— Begin Records shown —

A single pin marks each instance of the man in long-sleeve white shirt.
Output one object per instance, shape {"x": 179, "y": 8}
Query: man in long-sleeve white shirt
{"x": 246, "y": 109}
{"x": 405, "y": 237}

— End Records shown —

### Task description
Put every line of the records above into a JSON list of strings, one string per line, skipping any blank lines.

### Response below
[
  "A single pin marks each instance of the man in long-sleeve white shirt.",
  "Output one object per instance, shape {\"x\": 179, \"y\": 8}",
  "Query: man in long-sleeve white shirt",
  "{\"x\": 246, \"y\": 109}",
  "{\"x\": 405, \"y\": 237}"
]